━━ Eingabe zur Aufgabe

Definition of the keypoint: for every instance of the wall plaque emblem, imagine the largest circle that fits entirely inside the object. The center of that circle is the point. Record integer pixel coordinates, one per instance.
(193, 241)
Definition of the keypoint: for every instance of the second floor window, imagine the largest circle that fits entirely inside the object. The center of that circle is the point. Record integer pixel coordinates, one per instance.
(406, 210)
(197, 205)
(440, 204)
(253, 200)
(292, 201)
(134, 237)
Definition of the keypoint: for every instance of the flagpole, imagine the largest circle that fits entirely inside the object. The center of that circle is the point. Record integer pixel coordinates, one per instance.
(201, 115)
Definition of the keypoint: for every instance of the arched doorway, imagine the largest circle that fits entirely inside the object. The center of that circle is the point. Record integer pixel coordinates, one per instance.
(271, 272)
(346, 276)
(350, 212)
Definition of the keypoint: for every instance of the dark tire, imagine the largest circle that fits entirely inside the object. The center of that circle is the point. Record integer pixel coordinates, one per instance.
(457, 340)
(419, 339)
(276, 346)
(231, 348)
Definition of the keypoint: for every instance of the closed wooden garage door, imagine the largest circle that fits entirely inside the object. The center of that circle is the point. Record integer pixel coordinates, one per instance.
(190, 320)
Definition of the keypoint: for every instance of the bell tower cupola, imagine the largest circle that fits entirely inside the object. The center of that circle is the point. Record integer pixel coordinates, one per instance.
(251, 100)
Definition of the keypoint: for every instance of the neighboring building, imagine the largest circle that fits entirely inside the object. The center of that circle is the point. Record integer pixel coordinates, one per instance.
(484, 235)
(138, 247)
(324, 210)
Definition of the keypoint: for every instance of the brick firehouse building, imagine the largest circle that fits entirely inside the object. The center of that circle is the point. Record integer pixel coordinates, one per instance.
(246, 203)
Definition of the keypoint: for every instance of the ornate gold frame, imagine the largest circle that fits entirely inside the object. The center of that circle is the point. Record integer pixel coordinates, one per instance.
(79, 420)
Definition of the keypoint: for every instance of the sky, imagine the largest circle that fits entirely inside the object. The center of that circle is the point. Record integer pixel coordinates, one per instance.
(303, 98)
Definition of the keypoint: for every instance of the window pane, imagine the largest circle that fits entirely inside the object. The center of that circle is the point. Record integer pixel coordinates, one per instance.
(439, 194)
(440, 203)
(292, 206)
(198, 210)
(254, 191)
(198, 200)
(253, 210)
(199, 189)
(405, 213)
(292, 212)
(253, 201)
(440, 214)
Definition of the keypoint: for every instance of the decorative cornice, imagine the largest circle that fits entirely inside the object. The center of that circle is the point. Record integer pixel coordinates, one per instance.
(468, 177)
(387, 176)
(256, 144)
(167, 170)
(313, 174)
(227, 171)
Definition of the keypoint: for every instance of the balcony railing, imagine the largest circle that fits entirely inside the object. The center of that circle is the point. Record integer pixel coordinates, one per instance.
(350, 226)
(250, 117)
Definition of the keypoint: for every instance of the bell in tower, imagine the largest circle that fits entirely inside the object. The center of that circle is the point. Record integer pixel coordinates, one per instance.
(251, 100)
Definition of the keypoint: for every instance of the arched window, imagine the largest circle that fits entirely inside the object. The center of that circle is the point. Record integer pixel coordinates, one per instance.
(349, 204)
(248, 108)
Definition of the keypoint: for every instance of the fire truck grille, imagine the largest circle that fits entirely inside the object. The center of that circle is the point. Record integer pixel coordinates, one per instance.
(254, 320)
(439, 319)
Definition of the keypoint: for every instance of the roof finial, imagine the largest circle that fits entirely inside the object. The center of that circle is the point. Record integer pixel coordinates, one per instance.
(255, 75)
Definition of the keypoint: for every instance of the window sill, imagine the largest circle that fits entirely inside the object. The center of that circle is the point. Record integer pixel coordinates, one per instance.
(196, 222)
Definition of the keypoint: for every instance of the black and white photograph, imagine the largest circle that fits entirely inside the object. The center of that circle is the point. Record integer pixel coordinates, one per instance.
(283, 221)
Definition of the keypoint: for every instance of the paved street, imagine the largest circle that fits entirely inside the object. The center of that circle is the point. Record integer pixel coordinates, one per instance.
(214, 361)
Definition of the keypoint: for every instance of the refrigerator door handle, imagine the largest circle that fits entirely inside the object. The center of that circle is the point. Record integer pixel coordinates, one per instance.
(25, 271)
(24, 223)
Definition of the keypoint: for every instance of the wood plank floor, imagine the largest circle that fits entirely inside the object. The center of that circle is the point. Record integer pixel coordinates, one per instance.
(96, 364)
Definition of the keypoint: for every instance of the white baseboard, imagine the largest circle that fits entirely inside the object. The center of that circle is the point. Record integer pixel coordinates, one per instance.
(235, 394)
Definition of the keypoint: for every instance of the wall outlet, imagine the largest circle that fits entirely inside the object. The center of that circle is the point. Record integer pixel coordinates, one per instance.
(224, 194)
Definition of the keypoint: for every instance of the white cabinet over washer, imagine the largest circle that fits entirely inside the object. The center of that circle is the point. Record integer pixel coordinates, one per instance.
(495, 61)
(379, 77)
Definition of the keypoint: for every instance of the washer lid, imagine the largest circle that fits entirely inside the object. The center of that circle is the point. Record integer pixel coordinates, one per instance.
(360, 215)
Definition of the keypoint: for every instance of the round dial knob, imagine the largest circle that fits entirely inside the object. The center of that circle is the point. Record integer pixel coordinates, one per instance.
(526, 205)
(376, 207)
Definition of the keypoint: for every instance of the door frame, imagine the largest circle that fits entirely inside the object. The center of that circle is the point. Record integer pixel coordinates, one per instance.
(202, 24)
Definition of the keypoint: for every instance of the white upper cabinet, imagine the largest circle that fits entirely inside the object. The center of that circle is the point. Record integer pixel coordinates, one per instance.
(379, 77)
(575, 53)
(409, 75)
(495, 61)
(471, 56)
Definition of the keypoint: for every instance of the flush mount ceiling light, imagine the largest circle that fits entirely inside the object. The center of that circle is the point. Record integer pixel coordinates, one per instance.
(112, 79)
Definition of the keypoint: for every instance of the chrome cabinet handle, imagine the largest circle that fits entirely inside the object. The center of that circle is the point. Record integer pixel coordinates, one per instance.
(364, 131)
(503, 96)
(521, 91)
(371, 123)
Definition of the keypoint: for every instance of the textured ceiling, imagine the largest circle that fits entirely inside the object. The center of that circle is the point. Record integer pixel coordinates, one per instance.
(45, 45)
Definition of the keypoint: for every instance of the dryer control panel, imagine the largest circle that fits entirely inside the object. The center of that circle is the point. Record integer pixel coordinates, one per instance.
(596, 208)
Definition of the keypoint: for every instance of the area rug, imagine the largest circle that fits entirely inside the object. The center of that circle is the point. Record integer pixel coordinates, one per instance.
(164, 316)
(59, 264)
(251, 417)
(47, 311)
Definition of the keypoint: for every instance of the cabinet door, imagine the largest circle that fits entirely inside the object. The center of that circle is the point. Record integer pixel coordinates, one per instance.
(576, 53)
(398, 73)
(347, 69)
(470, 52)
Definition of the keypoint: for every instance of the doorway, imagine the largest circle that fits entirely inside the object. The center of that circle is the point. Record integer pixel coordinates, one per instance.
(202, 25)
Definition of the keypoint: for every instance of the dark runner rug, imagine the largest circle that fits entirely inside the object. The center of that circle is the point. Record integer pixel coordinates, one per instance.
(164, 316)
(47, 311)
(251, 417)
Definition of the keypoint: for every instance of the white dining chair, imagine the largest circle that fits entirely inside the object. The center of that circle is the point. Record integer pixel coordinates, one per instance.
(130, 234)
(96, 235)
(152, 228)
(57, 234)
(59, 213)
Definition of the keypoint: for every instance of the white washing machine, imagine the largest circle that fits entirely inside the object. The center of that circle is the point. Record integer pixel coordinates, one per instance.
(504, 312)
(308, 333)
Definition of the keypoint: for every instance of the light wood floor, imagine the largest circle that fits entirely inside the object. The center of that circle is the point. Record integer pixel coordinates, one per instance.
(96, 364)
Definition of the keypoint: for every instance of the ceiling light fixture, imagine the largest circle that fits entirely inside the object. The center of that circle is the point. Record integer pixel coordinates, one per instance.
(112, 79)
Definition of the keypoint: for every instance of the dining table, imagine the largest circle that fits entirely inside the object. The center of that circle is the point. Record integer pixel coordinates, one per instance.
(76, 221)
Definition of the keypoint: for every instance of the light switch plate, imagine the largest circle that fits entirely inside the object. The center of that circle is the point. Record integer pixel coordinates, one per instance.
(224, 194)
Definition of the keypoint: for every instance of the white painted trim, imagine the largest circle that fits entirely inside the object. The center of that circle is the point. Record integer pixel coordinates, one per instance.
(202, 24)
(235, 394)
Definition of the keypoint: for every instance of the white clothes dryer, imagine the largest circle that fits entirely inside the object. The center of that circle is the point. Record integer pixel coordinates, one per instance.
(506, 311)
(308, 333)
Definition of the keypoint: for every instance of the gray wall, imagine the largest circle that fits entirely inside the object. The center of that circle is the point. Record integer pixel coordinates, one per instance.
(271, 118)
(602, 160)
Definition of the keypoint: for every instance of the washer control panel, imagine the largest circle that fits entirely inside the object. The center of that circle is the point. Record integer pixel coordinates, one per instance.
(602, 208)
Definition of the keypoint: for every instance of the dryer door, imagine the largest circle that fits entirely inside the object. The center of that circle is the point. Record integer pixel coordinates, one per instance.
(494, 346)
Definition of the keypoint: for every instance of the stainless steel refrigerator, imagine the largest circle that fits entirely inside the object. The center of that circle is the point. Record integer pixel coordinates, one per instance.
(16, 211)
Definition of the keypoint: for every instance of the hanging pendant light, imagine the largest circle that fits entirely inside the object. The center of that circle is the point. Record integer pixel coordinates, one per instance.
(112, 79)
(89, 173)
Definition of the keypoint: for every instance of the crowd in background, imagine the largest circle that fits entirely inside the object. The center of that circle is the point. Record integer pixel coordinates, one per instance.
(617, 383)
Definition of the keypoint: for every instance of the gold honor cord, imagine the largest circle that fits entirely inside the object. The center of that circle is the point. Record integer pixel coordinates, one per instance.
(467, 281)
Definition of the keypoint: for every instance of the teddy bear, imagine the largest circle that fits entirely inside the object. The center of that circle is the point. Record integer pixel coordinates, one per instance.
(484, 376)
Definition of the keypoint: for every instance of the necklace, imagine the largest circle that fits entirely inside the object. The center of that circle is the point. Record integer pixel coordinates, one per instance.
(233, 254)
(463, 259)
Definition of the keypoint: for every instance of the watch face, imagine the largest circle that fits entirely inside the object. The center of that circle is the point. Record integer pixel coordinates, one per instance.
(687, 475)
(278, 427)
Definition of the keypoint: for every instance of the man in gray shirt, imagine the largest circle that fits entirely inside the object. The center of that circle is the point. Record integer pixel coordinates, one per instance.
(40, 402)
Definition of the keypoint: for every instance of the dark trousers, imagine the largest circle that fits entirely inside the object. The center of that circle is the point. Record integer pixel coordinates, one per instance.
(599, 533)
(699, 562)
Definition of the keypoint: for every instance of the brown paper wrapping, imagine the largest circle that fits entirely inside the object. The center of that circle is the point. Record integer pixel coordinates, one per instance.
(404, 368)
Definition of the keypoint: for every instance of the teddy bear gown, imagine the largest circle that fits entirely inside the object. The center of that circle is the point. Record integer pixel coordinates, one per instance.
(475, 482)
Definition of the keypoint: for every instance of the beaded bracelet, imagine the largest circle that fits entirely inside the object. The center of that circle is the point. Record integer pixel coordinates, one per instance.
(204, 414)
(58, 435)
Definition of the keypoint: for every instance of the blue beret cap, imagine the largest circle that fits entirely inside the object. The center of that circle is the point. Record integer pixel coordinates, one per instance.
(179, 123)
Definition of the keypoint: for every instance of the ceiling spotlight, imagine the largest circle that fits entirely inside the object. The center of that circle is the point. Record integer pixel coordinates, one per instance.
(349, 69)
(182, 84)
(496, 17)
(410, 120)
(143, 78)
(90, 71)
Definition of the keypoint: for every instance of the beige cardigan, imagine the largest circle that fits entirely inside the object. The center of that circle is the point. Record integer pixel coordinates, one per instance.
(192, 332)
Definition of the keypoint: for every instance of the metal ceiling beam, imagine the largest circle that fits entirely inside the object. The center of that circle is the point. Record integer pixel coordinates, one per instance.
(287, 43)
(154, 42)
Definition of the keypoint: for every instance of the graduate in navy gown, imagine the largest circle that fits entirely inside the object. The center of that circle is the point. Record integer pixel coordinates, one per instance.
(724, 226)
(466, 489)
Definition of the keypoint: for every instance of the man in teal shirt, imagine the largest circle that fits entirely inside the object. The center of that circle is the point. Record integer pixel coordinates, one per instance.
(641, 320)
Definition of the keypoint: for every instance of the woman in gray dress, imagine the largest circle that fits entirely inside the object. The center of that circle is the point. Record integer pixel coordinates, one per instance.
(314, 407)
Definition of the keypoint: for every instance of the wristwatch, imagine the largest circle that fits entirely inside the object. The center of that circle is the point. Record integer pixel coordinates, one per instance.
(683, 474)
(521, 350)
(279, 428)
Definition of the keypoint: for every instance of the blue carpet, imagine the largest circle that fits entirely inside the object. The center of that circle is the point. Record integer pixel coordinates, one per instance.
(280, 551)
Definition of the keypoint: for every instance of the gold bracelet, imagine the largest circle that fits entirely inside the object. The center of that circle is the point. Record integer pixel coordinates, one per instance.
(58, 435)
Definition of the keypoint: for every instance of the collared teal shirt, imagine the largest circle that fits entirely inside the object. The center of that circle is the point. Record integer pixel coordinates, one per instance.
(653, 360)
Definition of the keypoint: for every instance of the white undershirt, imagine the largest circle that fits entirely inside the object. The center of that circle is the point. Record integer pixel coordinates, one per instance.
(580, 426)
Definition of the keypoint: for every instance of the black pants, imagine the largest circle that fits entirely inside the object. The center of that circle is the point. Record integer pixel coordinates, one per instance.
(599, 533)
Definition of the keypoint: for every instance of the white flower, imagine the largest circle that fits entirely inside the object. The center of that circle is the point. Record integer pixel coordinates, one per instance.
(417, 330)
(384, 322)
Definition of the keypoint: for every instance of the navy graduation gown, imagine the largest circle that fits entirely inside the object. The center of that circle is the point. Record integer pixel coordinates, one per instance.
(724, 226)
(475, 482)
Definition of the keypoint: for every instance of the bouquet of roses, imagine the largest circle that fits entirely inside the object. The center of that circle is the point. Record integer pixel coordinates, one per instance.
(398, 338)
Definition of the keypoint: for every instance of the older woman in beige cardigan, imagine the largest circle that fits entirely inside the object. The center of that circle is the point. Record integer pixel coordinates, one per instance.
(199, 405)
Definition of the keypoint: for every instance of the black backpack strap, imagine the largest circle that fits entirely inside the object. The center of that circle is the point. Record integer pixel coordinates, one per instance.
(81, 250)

━━━━

Geben Sie alle Zeilen zwischen derjenigen, die „Definition of the keypoint: for every instance of the bouquet“ enthält, und dem Ende der Datensätze einschließlich vollständig wieder, auch die Definitionszeilen. Verschieben Sie dabei jede Koordinate in den Antworten um -83.

Definition of the keypoint: for every instance of the bouquet of roses, imagine the largest circle that fits entirely inside the object. The center of that circle is the point. Record integer pixel coordinates, one per instance.
(315, 255)
Definition of the keypoint: for every instance of the older woman in beige cardigan, imagine the largest circle that fits entirely inside the object. The center of that circle is the point. Record integer pixel coordinates, one per instance.
(116, 322)
Definition of the keypoint: for every instance of the black backpack strap, imagine the largest circle that fits entirely inside the object. The center of that circle is the point. Record integer pixel coordinates, one per instance.
(-2, 167)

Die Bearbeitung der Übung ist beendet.